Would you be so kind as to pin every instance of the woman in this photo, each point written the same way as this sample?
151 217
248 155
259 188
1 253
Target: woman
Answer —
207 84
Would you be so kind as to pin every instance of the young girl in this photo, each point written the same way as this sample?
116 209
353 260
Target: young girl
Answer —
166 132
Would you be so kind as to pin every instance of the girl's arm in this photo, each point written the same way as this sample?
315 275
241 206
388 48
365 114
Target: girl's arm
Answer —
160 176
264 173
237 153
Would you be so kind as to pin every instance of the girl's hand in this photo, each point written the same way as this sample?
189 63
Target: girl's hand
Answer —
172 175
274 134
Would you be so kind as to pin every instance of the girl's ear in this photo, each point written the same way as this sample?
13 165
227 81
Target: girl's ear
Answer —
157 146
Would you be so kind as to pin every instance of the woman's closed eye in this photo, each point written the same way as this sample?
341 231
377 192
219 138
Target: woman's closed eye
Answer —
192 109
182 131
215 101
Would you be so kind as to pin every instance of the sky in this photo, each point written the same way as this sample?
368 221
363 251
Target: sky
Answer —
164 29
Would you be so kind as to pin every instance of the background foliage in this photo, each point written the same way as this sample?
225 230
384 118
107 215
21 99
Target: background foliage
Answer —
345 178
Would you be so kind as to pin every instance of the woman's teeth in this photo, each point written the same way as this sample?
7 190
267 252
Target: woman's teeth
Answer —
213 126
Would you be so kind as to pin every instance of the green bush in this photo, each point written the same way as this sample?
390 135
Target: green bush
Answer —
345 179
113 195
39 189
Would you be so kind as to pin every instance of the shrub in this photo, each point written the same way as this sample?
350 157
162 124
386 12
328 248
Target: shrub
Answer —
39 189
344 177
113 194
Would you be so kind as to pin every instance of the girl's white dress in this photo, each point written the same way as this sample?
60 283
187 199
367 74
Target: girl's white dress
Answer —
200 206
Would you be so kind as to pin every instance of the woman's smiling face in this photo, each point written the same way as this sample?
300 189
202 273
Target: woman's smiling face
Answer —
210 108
—————
__Exercise aim__
What you give back should be the full listing, copied exactly.

__Written response__
Would you be so kind as to pin every instance of the woman in this photo, each point written the same way as this sample?
151 217
248 155
259 188
1 253
Target: woman
Answer —
207 84
Would you be so kind as to pin every instance of the young girl in this photo, each point written the same way as this sample?
116 209
353 260
Target: young girl
Answer —
166 132
Would you be so kind as to pin every instance of the girl's arm in this photo, each point written the same way as this sample?
315 275
241 206
388 48
365 114
Target: girl's arm
Answer —
160 176
264 173
237 153
Would you be so kind as to pin every instance of the girl's hand in this photo, each point written the same way as this sample?
189 63
Target: girl's hand
Answer —
172 175
274 134
Would you be so kind as to pin every instance of the girl's ear in this photo, each point written the same way as this sample?
13 165
227 81
Target: girl's ear
Answer —
157 146
Would you be so kind as to pin every instance of the woman's closed eye in this photo, each point written the same way as this sample?
341 231
377 192
219 138
Target: woman's closed eye
Answer —
192 109
182 131
215 101
Would you be so kind as to pin every instance of the sky in this photo, each point written the same way as this sample?
368 221
363 251
Target: sky
Answer —
164 29
Would you be so kind as to pin every instance of the background foliage in this photo, each point written the same way as this sample?
225 230
384 118
107 215
21 99
Target: background foliage
Answer —
345 178
Would you be so kind as to pin every instance of the woman's teeth in this photo, each point written the same way as this sample?
7 190
267 252
Target: woman's teeth
Answer —
213 126
Would you be so kind as to pin every instance of the green bush in this photo, each point written the same way as this sample?
390 135
Target: green bush
Answer —
345 179
113 195
39 189
Would you be so kind as to pin every instance of the shrub in this photo, each point written the same way as this sample?
350 157
162 124
386 12
328 248
Target: shrub
Answer —
39 189
344 177
113 194
Would you be so kind as to pin every instance of the girl's white dress in this photo, each point written the same way as this sample?
60 283
187 199
367 74
Target: girl's white dress
Answer —
200 206
Would you be so kind as to pin every instance of the woman's smiling face in this photo, each point written the same way as this sample?
300 189
202 273
Target: woman's smiling face
Answer —
210 108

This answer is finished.